_EXERCISE DIRECTIONS_: Copy out the records below, replacing "spot a pin" with "place a marker" wherever it occurs and keeping every other character the same. Leave the pictures out.

****

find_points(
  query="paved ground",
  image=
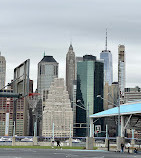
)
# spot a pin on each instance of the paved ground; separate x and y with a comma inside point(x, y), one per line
point(45, 153)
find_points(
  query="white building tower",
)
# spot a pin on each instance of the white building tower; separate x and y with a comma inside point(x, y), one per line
point(70, 71)
point(108, 65)
point(121, 71)
point(57, 114)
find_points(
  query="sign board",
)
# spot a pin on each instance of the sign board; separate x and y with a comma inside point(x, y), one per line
point(97, 129)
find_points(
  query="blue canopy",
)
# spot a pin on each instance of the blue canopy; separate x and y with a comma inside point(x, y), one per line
point(125, 109)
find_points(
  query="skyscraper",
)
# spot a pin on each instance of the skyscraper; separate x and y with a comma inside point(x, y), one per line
point(121, 71)
point(47, 71)
point(57, 114)
point(89, 84)
point(108, 66)
point(70, 71)
point(2, 71)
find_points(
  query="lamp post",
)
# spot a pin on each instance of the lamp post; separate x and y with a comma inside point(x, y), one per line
point(87, 112)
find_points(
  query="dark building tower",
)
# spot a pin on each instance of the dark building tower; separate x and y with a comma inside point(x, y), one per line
point(70, 71)
point(90, 78)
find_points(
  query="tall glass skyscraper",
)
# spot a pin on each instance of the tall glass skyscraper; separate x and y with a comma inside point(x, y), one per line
point(2, 71)
point(121, 71)
point(89, 84)
point(108, 65)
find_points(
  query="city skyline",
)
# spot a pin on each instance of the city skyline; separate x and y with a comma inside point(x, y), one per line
point(30, 28)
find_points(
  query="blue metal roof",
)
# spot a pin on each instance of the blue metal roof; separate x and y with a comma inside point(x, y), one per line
point(125, 109)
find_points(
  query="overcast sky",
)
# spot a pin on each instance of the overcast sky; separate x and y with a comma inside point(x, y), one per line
point(30, 27)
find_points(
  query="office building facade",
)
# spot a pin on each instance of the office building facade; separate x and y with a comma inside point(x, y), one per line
point(70, 71)
point(106, 55)
point(47, 71)
point(108, 64)
point(121, 72)
point(2, 71)
point(57, 114)
point(90, 78)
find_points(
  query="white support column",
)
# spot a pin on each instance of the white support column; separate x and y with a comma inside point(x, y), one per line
point(91, 128)
point(122, 126)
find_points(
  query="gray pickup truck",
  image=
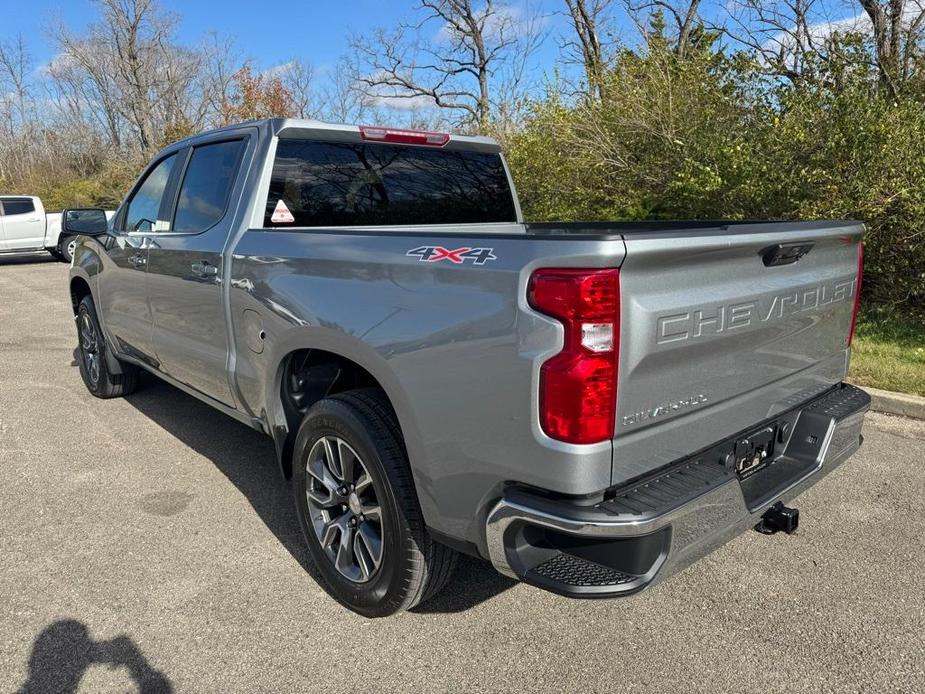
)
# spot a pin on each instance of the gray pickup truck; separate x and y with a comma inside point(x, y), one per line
point(590, 407)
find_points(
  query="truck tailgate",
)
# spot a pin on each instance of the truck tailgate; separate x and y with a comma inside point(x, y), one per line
point(724, 327)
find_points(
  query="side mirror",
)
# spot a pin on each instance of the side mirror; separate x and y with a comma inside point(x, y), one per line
point(88, 221)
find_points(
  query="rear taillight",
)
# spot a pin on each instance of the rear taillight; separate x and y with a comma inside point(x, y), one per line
point(857, 293)
point(404, 137)
point(578, 386)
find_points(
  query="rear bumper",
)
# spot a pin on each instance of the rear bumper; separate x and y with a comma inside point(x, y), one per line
point(644, 532)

****

_OUTPUT FOR THIS EXERCISE_:
find_points(
  query="paved ground",
  image=
)
# place a marker on each instance of the paved ground; separate x and y with a comma inside point(x, y), one per line
point(45, 153)
find_points(
  query="white building tower",
)
# place a marker on each instance of the white building tower; separate x and y with a comma inside point(x, y), one per line
point(70, 71)
point(108, 65)
point(121, 71)
point(57, 114)
find_points(
  query="sign board",
)
# place a marker on each instance of the sign board; separate x and y with a comma inside point(x, y), one per line
point(97, 129)
find_points(
  query="blue canopy",
)
# place a marker on each instance of the blue canopy; separate x and y with a comma inside point(x, y), one per line
point(125, 109)
find_points(
  query="skyscraper",
)
# place a marker on each instance of the skyscraper; separate x and y with a comma inside point(x, y), one per line
point(121, 71)
point(47, 71)
point(57, 114)
point(89, 84)
point(108, 66)
point(70, 71)
point(2, 71)
find_points(
  query="lamp post",
)
# place a marker on each instance of the lamp post; separate x and y with a comma inside point(x, y), one per line
point(87, 112)
find_points(
  query="dark building tower",
)
# place a marker on each instance of the dark building tower; separate x and y with a comma inside point(x, y), one per line
point(70, 71)
point(90, 78)
find_points(
  query="tall glass skyscraper",
)
# place a marker on each instance of the tall glass skyscraper; separate x and y with a comma inside point(x, y), one per line
point(2, 71)
point(121, 71)
point(89, 84)
point(108, 65)
find_points(
  query="city skyline",
)
# place a marker on each instance of the city skyline; separate x and y with a comma inside point(x, y), one per line
point(30, 28)
find_points(
  query="blue metal roof",
)
# place a marker on each instance of the blue metal roof; separate x and y with a comma inside point(x, y), one per line
point(125, 109)
find_points(
  query="overcast sky",
)
# place a marker on each instance of the overcast sky; separate x and y with a comma inside point(x, y), one per line
point(30, 27)
find_points(
  query="office building facade",
)
# place a marker on each instance of the office building facade; separate x and y with a comma inside point(x, y), one per line
point(70, 71)
point(106, 55)
point(47, 71)
point(108, 64)
point(121, 72)
point(2, 71)
point(57, 114)
point(90, 78)
find_points(
  query="white support column",
)
# place a marker on each instance of the white support column; separate x and y with a comma inside point(x, y), one per line
point(91, 128)
point(122, 126)
find_points(
  query="gray pickup truck",
  image=
)
# place a marker on each instance of the gray pickup truck; separate x and y with a comma inside point(x, y), one per line
point(590, 407)
find_points(
  query="truck tailgate",
)
# place a marker on each instance of the truck tailgate; separate x and y with a comma inside point(x, y), one per line
point(724, 327)
find_points(
  query="side mirror",
)
# place a marker on each instance of the side mirror; separate x and y with a comma inside point(x, y), one per line
point(88, 221)
find_points(
  query="rear taillight",
)
# place a marker on each instance of the rear taillight; separate x and y with a comma inside point(x, y), one per line
point(857, 293)
point(404, 137)
point(578, 386)
find_points(
  query="rear bumper",
)
# place a marker on each instance of the rear bumper; separate x and y with a comma inside point(x, y), one per line
point(644, 532)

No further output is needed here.